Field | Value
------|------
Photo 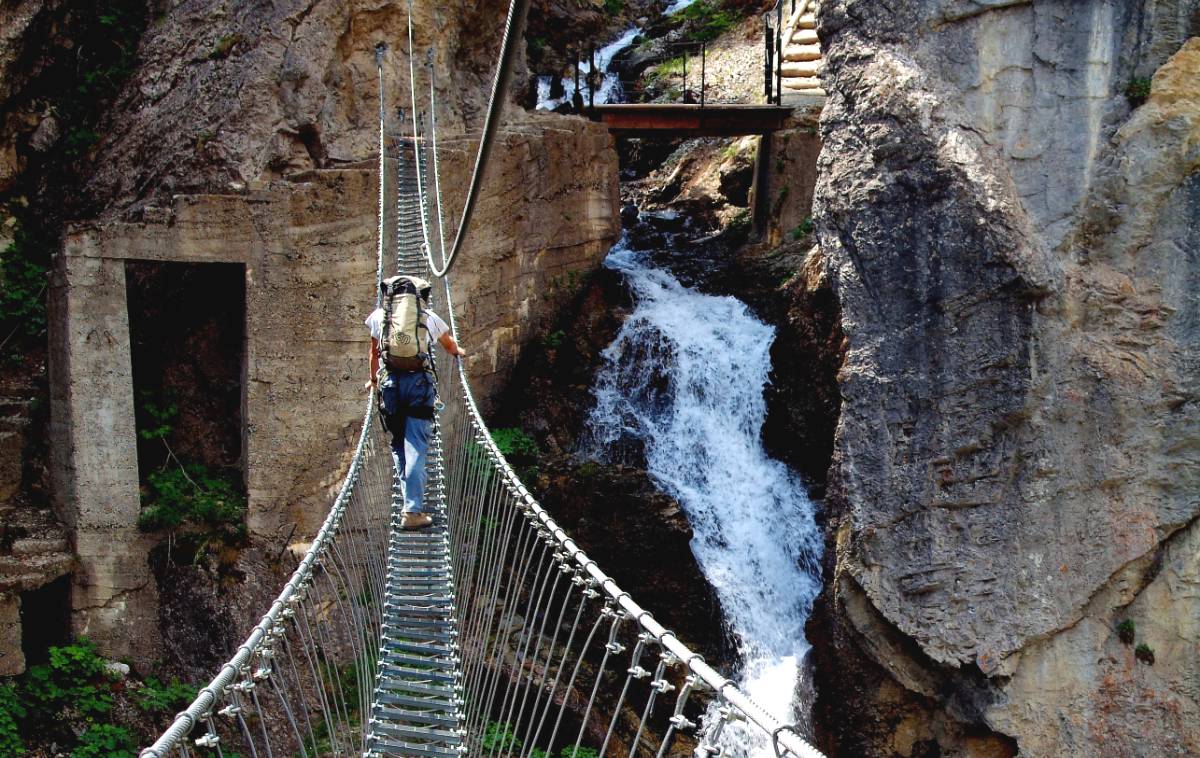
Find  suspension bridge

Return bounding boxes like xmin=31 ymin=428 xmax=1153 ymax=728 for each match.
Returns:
xmin=131 ymin=0 xmax=821 ymax=758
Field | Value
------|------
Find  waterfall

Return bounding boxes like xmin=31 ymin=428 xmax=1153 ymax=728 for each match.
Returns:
xmin=589 ymin=240 xmax=822 ymax=758
xmin=538 ymin=26 xmax=642 ymax=110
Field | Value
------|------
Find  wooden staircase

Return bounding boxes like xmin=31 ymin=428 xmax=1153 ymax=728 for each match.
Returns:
xmin=780 ymin=0 xmax=826 ymax=106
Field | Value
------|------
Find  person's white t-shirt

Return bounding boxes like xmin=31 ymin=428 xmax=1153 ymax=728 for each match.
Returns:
xmin=366 ymin=308 xmax=450 ymax=342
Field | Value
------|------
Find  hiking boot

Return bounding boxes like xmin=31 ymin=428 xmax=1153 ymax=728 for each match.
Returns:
xmin=400 ymin=513 xmax=433 ymax=530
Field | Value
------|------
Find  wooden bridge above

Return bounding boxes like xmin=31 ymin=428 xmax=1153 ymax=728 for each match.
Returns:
xmin=589 ymin=103 xmax=792 ymax=137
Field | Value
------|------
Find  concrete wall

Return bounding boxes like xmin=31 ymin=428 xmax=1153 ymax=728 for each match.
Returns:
xmin=50 ymin=116 xmax=619 ymax=660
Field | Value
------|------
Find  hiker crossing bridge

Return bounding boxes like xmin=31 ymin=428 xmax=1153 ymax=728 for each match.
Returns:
xmin=133 ymin=0 xmax=820 ymax=758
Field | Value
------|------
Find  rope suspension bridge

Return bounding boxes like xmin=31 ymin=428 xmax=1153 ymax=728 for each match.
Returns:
xmin=133 ymin=0 xmax=821 ymax=758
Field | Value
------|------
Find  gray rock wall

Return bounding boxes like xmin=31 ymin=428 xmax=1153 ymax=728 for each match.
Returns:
xmin=816 ymin=0 xmax=1200 ymax=756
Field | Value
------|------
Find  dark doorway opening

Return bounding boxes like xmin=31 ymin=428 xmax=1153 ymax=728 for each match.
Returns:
xmin=125 ymin=260 xmax=246 ymax=486
xmin=20 ymin=576 xmax=71 ymax=668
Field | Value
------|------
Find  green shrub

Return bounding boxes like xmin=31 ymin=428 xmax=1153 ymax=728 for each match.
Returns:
xmin=1126 ymin=77 xmax=1151 ymax=108
xmin=20 ymin=639 xmax=113 ymax=722
xmin=541 ymin=329 xmax=566 ymax=349
xmin=646 ymin=55 xmax=683 ymax=82
xmin=1117 ymin=619 xmax=1136 ymax=645
xmin=0 ymin=223 xmax=49 ymax=352
xmin=138 ymin=390 xmax=179 ymax=440
xmin=0 ymin=685 xmax=25 ymax=756
xmin=71 ymin=723 xmax=138 ymax=758
xmin=138 ymin=463 xmax=246 ymax=540
xmin=678 ymin=0 xmax=739 ymax=43
xmin=209 ymin=34 xmax=241 ymax=60
xmin=492 ymin=428 xmax=541 ymax=458
xmin=792 ymin=216 xmax=814 ymax=240
xmin=480 ymin=721 xmax=521 ymax=754
xmin=133 ymin=676 xmax=199 ymax=714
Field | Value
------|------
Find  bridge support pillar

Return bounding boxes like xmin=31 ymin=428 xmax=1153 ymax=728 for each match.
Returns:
xmin=49 ymin=250 xmax=160 ymax=661
xmin=750 ymin=134 xmax=772 ymax=240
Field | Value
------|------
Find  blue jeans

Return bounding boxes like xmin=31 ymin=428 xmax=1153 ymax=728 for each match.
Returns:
xmin=379 ymin=371 xmax=436 ymax=513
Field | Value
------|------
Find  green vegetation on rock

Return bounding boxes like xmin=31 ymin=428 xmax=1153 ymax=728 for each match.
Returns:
xmin=678 ymin=0 xmax=742 ymax=43
xmin=138 ymin=463 xmax=246 ymax=541
xmin=1126 ymin=77 xmax=1151 ymax=108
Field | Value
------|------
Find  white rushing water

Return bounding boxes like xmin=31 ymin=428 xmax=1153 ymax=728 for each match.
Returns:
xmin=589 ymin=242 xmax=821 ymax=758
xmin=538 ymin=0 xmax=696 ymax=110
xmin=538 ymin=26 xmax=642 ymax=110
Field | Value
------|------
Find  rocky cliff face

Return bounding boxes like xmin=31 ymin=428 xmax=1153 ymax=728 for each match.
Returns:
xmin=814 ymin=0 xmax=1200 ymax=756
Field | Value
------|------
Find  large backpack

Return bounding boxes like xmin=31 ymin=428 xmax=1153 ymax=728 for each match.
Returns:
xmin=379 ymin=276 xmax=431 ymax=371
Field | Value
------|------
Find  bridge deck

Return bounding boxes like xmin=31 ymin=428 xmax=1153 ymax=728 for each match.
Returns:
xmin=367 ymin=143 xmax=464 ymax=758
xmin=590 ymin=103 xmax=792 ymax=137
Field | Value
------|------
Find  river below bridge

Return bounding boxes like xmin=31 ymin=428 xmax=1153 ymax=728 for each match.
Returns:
xmin=589 ymin=239 xmax=822 ymax=757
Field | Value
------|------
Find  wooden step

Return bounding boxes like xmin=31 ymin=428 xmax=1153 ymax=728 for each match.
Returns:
xmin=780 ymin=60 xmax=824 ymax=79
xmin=784 ymin=44 xmax=821 ymax=60
xmin=784 ymin=77 xmax=823 ymax=92
xmin=791 ymin=29 xmax=821 ymax=44
xmin=784 ymin=83 xmax=826 ymax=97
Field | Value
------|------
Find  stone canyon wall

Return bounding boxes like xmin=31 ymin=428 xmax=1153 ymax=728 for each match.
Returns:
xmin=0 ymin=0 xmax=619 ymax=661
xmin=810 ymin=0 xmax=1200 ymax=756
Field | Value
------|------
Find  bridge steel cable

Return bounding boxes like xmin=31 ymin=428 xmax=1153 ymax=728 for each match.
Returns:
xmin=408 ymin=0 xmax=530 ymax=278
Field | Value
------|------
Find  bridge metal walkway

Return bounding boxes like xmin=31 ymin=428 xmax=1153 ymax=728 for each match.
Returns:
xmin=367 ymin=140 xmax=466 ymax=757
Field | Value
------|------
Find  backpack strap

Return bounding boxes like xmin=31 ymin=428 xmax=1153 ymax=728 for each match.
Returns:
xmin=379 ymin=284 xmax=396 ymax=371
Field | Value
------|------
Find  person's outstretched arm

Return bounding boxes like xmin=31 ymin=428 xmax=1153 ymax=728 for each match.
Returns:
xmin=438 ymin=332 xmax=467 ymax=357
xmin=366 ymin=337 xmax=379 ymax=390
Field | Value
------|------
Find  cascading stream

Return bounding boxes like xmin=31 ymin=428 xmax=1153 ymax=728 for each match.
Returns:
xmin=589 ymin=240 xmax=822 ymax=757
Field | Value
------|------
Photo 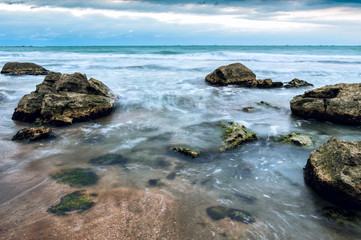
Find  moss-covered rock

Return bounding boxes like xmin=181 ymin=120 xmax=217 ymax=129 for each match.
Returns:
xmin=169 ymin=147 xmax=200 ymax=158
xmin=89 ymin=154 xmax=129 ymax=165
xmin=48 ymin=191 xmax=94 ymax=215
xmin=11 ymin=127 xmax=55 ymax=141
xmin=219 ymin=122 xmax=258 ymax=152
xmin=271 ymin=132 xmax=314 ymax=147
xmin=206 ymin=206 xmax=255 ymax=224
xmin=51 ymin=168 xmax=98 ymax=187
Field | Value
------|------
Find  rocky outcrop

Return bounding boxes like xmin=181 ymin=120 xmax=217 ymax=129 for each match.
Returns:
xmin=290 ymin=83 xmax=361 ymax=125
xmin=1 ymin=62 xmax=49 ymax=76
xmin=205 ymin=63 xmax=283 ymax=88
xmin=12 ymin=73 xmax=115 ymax=126
xmin=284 ymin=78 xmax=313 ymax=88
xmin=304 ymin=137 xmax=361 ymax=209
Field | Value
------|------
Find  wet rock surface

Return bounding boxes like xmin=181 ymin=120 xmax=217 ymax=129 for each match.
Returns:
xmin=1 ymin=62 xmax=49 ymax=76
xmin=290 ymin=83 xmax=361 ymax=125
xmin=205 ymin=63 xmax=283 ymax=88
xmin=12 ymin=73 xmax=115 ymax=126
xmin=304 ymin=137 xmax=361 ymax=209
xmin=11 ymin=127 xmax=55 ymax=141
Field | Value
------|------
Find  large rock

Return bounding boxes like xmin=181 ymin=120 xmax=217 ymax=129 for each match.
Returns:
xmin=290 ymin=83 xmax=361 ymax=125
xmin=205 ymin=63 xmax=283 ymax=88
xmin=1 ymin=62 xmax=49 ymax=75
xmin=304 ymin=137 xmax=361 ymax=208
xmin=12 ymin=73 xmax=115 ymax=126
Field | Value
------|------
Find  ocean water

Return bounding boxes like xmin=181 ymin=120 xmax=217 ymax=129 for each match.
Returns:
xmin=0 ymin=46 xmax=361 ymax=239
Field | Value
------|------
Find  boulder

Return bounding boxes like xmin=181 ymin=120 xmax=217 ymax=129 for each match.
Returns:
xmin=1 ymin=62 xmax=49 ymax=76
xmin=12 ymin=127 xmax=54 ymax=141
xmin=304 ymin=137 xmax=361 ymax=209
xmin=205 ymin=63 xmax=283 ymax=88
xmin=12 ymin=73 xmax=116 ymax=126
xmin=284 ymin=78 xmax=313 ymax=88
xmin=290 ymin=83 xmax=361 ymax=125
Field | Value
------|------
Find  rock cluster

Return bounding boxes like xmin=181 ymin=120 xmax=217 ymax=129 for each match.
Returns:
xmin=12 ymin=73 xmax=115 ymax=126
xmin=1 ymin=62 xmax=49 ymax=76
xmin=290 ymin=83 xmax=361 ymax=125
xmin=304 ymin=137 xmax=361 ymax=208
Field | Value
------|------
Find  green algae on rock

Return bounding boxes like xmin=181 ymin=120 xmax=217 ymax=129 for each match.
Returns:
xmin=219 ymin=121 xmax=258 ymax=152
xmin=271 ymin=132 xmax=314 ymax=147
xmin=89 ymin=153 xmax=129 ymax=165
xmin=206 ymin=206 xmax=255 ymax=224
xmin=11 ymin=127 xmax=55 ymax=141
xmin=48 ymin=191 xmax=94 ymax=215
xmin=169 ymin=147 xmax=200 ymax=158
xmin=51 ymin=168 xmax=98 ymax=187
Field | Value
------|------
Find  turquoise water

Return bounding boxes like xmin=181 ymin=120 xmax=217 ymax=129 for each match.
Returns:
xmin=0 ymin=46 xmax=361 ymax=239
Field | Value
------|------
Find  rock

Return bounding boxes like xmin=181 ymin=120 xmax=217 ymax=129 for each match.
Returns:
xmin=12 ymin=73 xmax=116 ymax=126
xmin=220 ymin=122 xmax=258 ymax=152
xmin=304 ymin=137 xmax=361 ymax=209
xmin=206 ymin=206 xmax=255 ymax=224
xmin=284 ymin=78 xmax=313 ymax=88
xmin=11 ymin=127 xmax=54 ymax=141
xmin=48 ymin=191 xmax=94 ymax=215
xmin=271 ymin=132 xmax=314 ymax=147
xmin=169 ymin=147 xmax=200 ymax=158
xmin=290 ymin=83 xmax=361 ymax=125
xmin=205 ymin=63 xmax=283 ymax=88
xmin=1 ymin=62 xmax=49 ymax=76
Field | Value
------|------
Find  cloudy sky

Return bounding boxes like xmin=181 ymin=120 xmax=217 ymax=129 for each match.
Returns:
xmin=0 ymin=0 xmax=361 ymax=46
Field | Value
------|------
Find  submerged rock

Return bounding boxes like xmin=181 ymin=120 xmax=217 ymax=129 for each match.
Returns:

● TASK:
Can you quote the records verbatim from their first line down to and including the line with "xmin=780 ymin=0 xmax=826 ymax=106", omitting the picture?

● ANSWER TO THE PROBLEM:
Field | Value
------|------
Photo 
Find  suspension bridge

Return bounding boxes like xmin=31 ymin=428 xmax=1153 ymax=728 for each match.
Returns:
xmin=131 ymin=0 xmax=821 ymax=758
Field | Value
------|------
Find  waterfall

Return bounding boxes like xmin=31 ymin=428 xmax=1153 ymax=728 for each match.
Returns:
xmin=589 ymin=240 xmax=822 ymax=758
xmin=538 ymin=26 xmax=642 ymax=110
Field | Value
------|------
Find  wooden staircase

Return bounding boxes like xmin=31 ymin=428 xmax=1153 ymax=728 for each match.
Returns:
xmin=780 ymin=0 xmax=826 ymax=106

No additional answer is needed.